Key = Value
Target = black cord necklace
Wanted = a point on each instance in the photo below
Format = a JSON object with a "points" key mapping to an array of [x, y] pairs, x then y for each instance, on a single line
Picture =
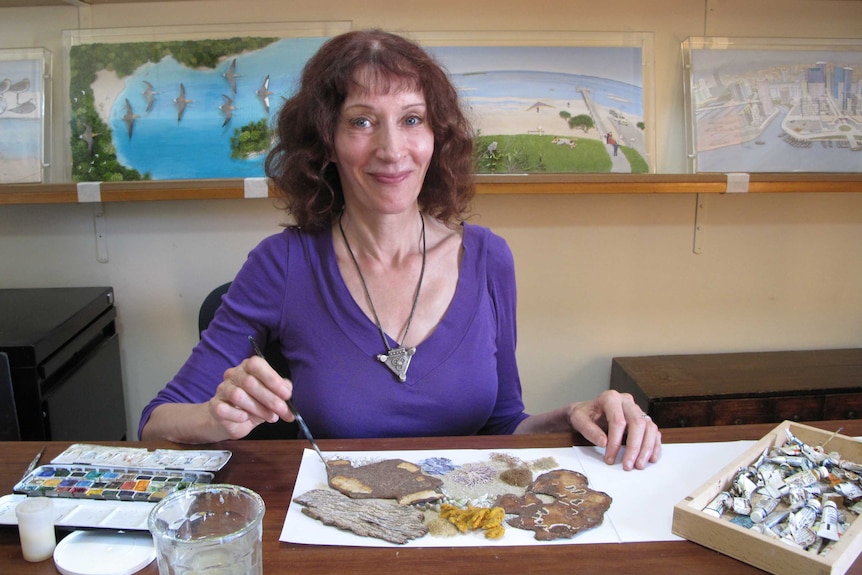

== == ==

* Job:
Please report how many lines above contain the string "each", with case counting, and give only that number.

* Output of the task:
2